__Input records__:
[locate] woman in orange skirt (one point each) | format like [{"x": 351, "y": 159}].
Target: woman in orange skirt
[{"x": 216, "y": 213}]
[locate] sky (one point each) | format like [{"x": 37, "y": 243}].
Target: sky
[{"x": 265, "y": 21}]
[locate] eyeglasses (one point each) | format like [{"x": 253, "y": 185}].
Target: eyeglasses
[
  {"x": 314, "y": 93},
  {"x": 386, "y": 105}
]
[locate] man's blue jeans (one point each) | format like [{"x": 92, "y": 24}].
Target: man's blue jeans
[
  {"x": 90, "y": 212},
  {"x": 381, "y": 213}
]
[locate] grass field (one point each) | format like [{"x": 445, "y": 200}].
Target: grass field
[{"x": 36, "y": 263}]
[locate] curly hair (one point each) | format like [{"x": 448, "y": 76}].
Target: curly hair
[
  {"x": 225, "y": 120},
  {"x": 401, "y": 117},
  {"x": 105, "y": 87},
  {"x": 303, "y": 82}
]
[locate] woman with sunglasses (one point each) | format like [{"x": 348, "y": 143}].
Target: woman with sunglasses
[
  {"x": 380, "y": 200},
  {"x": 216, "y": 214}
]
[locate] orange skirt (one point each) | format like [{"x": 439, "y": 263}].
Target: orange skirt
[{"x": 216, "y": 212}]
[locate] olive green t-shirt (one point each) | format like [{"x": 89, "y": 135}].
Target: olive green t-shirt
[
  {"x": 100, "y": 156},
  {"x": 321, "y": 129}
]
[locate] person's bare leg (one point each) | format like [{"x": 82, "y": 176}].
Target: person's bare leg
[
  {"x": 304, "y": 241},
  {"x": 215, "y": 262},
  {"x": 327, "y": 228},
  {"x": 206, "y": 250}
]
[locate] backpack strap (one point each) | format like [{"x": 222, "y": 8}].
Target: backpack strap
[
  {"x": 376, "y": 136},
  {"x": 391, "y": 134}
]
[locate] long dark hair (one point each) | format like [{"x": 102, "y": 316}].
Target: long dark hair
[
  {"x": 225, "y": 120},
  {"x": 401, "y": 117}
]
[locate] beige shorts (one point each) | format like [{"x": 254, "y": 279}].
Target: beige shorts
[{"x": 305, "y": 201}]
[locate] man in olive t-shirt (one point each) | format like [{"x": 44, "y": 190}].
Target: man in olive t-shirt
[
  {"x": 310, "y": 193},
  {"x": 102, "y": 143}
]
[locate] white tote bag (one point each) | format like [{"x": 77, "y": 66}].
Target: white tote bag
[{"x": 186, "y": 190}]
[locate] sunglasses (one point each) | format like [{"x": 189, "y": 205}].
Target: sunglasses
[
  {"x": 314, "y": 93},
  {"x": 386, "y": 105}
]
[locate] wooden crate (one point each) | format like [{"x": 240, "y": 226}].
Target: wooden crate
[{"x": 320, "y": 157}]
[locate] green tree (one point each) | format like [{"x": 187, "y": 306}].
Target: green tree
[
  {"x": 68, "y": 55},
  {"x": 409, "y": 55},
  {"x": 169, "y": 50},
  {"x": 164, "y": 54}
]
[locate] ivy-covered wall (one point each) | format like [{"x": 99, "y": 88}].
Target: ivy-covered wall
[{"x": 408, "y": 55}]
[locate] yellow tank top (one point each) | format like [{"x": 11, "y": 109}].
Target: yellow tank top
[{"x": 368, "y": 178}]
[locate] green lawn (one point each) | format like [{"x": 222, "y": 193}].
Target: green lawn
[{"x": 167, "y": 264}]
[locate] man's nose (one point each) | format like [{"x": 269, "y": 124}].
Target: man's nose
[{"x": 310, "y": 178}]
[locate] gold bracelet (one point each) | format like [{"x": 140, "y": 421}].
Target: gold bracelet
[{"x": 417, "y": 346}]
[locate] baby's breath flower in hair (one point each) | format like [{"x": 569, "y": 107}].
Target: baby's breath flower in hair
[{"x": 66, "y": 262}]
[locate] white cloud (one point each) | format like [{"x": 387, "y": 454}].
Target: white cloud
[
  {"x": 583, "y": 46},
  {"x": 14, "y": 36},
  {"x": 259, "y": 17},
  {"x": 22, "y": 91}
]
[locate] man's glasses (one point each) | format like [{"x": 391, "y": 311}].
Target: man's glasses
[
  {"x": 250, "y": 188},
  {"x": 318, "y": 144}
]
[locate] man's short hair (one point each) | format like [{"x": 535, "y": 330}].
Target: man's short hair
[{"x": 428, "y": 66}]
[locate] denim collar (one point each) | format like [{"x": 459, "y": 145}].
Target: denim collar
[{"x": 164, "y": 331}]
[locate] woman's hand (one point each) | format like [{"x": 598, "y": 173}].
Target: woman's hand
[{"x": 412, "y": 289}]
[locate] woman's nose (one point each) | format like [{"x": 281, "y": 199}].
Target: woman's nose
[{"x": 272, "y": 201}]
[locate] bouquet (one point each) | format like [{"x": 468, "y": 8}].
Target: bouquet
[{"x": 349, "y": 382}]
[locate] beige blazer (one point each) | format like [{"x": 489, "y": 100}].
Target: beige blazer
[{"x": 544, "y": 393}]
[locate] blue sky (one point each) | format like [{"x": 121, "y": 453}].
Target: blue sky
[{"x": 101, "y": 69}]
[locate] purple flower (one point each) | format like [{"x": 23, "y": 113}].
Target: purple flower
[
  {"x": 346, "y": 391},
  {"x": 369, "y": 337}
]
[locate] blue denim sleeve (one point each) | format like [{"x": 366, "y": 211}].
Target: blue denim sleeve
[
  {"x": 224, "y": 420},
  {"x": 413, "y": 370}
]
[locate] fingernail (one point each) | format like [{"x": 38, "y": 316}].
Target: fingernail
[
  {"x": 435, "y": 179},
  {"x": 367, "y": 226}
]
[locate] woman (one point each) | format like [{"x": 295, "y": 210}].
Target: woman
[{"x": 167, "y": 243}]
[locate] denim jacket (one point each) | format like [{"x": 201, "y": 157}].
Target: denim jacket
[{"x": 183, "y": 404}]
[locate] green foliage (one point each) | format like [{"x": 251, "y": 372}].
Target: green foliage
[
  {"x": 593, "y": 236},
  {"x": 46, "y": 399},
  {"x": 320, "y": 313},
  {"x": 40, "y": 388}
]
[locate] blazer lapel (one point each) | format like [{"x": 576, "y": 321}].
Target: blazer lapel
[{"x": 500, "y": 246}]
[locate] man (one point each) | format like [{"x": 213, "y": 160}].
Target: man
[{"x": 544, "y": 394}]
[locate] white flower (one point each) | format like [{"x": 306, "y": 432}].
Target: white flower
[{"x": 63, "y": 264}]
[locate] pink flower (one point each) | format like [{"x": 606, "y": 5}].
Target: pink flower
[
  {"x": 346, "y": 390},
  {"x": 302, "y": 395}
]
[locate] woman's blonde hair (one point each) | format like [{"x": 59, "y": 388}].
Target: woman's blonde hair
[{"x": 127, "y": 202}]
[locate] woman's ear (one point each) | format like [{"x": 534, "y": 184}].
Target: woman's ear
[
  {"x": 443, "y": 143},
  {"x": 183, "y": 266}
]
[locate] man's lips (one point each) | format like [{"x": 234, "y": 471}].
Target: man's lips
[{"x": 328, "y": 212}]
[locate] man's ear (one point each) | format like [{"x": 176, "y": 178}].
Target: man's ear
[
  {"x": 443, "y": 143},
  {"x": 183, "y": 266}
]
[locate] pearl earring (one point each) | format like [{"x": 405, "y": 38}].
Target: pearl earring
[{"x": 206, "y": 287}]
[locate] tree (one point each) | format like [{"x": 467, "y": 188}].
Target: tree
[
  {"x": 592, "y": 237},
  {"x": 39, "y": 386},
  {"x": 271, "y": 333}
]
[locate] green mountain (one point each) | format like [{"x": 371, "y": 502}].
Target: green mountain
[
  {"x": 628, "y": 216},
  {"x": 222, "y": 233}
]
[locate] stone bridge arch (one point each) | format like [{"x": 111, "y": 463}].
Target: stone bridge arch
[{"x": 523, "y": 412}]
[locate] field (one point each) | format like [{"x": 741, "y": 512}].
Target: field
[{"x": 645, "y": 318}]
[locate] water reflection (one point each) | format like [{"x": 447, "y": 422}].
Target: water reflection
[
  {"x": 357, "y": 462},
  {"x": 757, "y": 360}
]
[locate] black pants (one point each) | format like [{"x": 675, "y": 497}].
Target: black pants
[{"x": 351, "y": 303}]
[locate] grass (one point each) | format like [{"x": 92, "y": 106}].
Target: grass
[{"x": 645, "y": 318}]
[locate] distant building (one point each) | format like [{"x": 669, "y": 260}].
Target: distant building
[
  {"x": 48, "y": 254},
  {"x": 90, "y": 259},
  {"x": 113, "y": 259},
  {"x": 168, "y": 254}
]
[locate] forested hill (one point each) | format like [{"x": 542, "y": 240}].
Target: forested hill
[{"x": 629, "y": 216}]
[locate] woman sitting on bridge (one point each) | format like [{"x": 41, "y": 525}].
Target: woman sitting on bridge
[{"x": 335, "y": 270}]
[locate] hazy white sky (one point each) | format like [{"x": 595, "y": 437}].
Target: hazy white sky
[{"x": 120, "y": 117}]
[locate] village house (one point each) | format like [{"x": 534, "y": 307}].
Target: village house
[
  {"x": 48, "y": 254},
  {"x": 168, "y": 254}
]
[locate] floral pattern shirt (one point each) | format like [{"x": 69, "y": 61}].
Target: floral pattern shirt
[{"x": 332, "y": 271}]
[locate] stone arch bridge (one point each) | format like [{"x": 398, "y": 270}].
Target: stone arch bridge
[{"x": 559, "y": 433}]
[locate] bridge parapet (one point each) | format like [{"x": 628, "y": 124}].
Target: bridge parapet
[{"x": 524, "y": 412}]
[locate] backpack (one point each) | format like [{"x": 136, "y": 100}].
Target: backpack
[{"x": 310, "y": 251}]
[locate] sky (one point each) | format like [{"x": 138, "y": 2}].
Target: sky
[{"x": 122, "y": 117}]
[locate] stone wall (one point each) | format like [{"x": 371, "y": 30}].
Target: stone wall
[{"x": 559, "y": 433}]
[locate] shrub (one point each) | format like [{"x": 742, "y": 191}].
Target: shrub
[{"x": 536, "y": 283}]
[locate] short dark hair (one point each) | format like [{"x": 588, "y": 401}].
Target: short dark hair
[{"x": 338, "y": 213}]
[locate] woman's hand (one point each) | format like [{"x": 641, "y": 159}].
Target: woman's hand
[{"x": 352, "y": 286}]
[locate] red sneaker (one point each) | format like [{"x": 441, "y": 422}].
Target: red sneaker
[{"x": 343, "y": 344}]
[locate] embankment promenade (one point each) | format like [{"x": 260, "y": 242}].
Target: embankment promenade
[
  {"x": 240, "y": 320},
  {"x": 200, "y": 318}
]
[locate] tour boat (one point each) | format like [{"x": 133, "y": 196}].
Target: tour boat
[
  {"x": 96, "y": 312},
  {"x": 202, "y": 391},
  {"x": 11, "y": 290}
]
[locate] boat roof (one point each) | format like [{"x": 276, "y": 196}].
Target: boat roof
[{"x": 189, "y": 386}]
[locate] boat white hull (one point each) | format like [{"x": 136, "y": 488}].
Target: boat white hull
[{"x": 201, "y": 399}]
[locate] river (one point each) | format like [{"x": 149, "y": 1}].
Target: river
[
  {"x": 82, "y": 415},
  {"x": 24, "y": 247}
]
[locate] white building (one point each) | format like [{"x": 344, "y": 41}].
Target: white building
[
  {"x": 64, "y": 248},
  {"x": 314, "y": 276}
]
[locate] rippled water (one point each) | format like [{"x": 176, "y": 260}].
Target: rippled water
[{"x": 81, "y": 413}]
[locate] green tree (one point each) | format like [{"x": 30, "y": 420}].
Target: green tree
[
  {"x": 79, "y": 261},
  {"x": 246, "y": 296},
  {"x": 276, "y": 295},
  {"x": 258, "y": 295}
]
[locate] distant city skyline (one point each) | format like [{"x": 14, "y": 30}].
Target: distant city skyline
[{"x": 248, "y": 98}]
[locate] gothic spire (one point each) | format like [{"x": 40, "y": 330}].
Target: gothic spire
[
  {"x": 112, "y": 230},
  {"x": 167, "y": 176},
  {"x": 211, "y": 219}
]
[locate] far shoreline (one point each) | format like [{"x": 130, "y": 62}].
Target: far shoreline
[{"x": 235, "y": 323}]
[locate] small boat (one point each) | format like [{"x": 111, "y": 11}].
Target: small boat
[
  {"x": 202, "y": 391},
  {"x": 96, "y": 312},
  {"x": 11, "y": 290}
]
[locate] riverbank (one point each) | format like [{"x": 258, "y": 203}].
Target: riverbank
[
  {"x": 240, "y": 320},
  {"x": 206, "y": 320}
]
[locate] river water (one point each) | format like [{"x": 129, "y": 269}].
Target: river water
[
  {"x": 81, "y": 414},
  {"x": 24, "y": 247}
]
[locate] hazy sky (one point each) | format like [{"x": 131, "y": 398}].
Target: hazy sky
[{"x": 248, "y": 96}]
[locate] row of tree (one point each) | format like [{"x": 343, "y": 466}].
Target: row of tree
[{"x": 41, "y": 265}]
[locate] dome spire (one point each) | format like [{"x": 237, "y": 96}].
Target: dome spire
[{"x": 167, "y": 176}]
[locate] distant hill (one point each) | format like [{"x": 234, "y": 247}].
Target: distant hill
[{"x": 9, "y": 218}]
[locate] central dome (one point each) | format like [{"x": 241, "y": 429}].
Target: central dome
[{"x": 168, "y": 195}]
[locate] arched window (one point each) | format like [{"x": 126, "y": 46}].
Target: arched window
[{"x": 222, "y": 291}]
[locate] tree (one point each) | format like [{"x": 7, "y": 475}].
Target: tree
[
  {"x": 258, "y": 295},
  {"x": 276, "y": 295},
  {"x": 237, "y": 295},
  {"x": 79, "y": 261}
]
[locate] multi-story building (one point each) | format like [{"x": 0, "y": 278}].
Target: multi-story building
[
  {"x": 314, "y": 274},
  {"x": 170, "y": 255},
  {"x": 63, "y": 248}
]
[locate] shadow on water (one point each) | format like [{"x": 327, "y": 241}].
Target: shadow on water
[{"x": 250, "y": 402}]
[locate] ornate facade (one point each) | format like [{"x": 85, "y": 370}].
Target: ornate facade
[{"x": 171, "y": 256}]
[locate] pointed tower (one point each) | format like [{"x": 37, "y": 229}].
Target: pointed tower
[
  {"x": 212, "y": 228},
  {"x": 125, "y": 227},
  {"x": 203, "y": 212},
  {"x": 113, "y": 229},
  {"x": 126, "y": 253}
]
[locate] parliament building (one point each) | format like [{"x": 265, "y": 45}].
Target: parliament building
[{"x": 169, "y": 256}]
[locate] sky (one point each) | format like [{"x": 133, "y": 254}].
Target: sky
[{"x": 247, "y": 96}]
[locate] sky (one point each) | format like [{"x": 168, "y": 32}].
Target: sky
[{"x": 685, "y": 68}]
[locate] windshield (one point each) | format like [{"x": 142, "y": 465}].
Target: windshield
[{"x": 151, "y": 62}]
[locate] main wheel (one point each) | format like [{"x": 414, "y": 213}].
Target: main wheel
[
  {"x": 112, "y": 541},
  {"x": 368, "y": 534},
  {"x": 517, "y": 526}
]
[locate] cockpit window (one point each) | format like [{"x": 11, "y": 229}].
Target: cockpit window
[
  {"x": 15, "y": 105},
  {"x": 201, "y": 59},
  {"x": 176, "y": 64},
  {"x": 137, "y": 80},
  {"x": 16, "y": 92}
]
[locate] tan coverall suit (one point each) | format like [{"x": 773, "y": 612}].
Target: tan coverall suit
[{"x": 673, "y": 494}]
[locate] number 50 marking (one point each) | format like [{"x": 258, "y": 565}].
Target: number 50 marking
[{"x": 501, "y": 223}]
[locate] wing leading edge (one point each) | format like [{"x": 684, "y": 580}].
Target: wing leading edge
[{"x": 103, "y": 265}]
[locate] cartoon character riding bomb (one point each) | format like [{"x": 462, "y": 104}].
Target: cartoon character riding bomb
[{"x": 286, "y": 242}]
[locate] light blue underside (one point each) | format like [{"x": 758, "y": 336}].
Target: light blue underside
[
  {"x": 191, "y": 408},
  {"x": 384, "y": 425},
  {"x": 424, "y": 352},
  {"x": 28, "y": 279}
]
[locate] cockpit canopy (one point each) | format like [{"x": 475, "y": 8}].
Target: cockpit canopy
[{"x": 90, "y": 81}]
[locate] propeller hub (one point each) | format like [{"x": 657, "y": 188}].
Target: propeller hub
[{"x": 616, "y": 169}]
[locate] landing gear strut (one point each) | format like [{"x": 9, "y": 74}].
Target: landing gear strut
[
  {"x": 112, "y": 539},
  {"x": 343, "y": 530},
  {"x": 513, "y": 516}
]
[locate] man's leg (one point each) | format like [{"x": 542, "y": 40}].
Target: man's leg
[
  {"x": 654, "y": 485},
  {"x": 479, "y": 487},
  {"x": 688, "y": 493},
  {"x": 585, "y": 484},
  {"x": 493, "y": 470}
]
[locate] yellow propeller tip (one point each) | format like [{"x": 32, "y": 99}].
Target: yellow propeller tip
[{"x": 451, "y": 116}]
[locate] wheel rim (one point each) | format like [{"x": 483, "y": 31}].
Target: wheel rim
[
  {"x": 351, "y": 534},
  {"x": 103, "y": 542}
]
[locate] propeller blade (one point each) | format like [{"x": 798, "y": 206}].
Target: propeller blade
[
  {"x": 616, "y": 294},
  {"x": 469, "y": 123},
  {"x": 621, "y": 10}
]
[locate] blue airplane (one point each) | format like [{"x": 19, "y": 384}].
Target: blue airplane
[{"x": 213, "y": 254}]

__Exercise brief__:
Copy the lines of the data above exactly as written, beginning with the line containing "[locate] man in" and ending with the line containing "[locate] yellow tank", and leave out all other lines.

__Response to this exercise__:
[locate] man in olive t-shirt (one point each) | format like [{"x": 44, "y": 190}].
Target: man in olive t-shirt
[
  {"x": 310, "y": 193},
  {"x": 102, "y": 143}
]
[locate] white tote bag (one point each) | format like [{"x": 77, "y": 66}].
Target: white tote bag
[{"x": 186, "y": 190}]
[locate] sunglasses (one point each) | format like [{"x": 189, "y": 205}].
Target: sunglasses
[
  {"x": 314, "y": 93},
  {"x": 386, "y": 105}
]
[locate] wooden crate (one point each) | format like [{"x": 240, "y": 226}].
Target: wooden crate
[{"x": 320, "y": 157}]
[locate] green tree (one point each) | format like [{"x": 187, "y": 306}].
Target: green tree
[
  {"x": 68, "y": 55},
  {"x": 409, "y": 55},
  {"x": 169, "y": 50},
  {"x": 164, "y": 54}
]
[locate] ivy-covered wall (one point each) | format like [{"x": 99, "y": 88}].
Target: ivy-covered wall
[{"x": 408, "y": 55}]
[locate] yellow tank top (one point each) | format like [{"x": 11, "y": 109}].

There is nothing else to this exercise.